Copy the following lines exactly as they appear, leaving the pictures out of your copy.

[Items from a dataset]
- - - -

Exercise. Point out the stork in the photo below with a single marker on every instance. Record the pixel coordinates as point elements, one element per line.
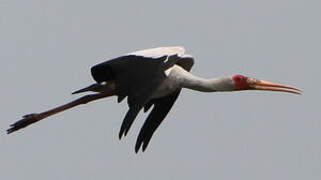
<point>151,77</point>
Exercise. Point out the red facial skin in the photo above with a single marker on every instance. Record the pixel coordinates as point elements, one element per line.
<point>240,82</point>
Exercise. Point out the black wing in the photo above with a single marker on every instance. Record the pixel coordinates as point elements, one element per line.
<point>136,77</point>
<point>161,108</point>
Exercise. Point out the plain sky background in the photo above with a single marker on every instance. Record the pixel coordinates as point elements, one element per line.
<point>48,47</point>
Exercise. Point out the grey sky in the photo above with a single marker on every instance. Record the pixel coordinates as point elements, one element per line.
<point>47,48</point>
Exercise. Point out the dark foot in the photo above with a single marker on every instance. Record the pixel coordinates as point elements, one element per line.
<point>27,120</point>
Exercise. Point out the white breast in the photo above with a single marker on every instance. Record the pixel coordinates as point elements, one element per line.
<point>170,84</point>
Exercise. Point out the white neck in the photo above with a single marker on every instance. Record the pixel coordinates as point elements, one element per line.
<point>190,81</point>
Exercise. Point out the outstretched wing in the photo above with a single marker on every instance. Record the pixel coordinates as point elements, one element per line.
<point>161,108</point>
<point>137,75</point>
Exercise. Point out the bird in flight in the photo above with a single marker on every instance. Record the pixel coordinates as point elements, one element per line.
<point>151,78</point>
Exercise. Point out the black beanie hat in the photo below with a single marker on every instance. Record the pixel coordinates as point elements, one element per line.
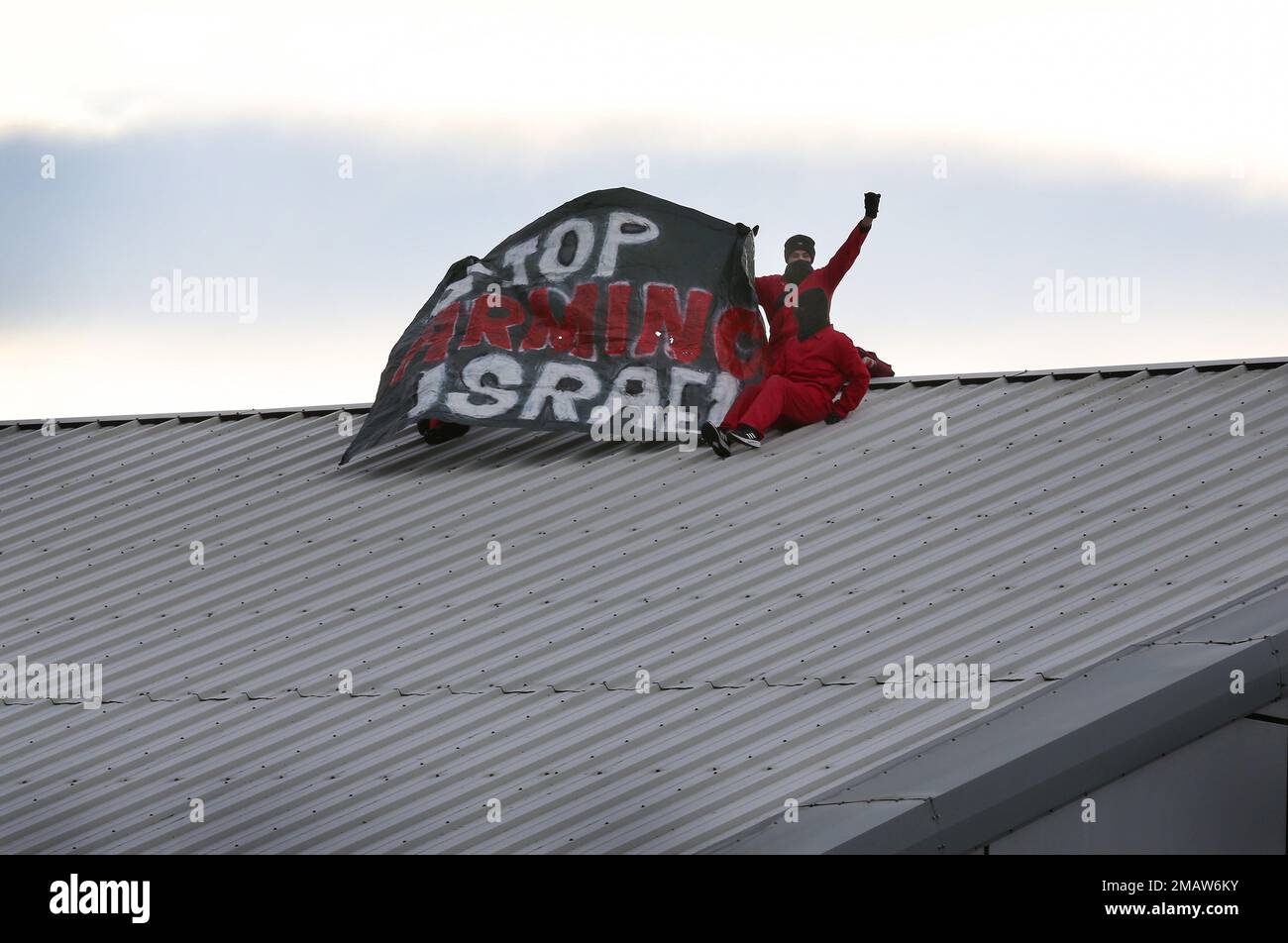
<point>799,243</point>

- - - -

**SOLUTION TO THIS EXERCISE**:
Exercise. Point out the stork in the photo below with a single marker on every instance. Record the pixel coordinates as point elements, one element per line.
<point>151,77</point>
Exercise. Point out the red facial skin in the photo above with a single marker on every instance. Record the pixel coordinates as point elements, one element per line.
<point>240,82</point>
Exercise. Point out the black wing in the photo above with a single marker on every instance. Record the pixel coordinates as point elements, one element per line.
<point>136,77</point>
<point>161,108</point>
Exercise. Point out the plain sky background in the photo above with a single marker on every instance. Record the pixel coordinates as point elements, one element per line.
<point>48,47</point>
Exercise. Point out the grey sky in the photo above with a single marker on every instance. Record the pixel coordinates as point elements, one element per line.
<point>47,48</point>
Exercise. Point out the dark foot in the photo above with a single marker on every instance. Record the pixel coordinates as point elements, one element per line.
<point>27,120</point>
Exercise. Point out the white breast in the photo above with a single marker on every instance. Record the pixel coordinates as point elements, one element per line.
<point>170,84</point>
Exercise. Point out the white neck in the photo above with a single marker on every instance. Record the pixel coordinates as point elements, one element per line.
<point>190,81</point>
Exercise. Point out the outstretched wing in the photo above with a single marker on every instance. Record the pixel coordinates as point elements, one element per line.
<point>161,108</point>
<point>137,75</point>
Exercise. Point out the bird in flight in the photo above with a single marker on every instance. Record the pixel coordinates as point elements, one element per line.
<point>151,78</point>
Exercise. Point out the black beanie hat in the photo below with a single marker on every instance. Record the pixel coordinates as point elements, one element per line.
<point>799,243</point>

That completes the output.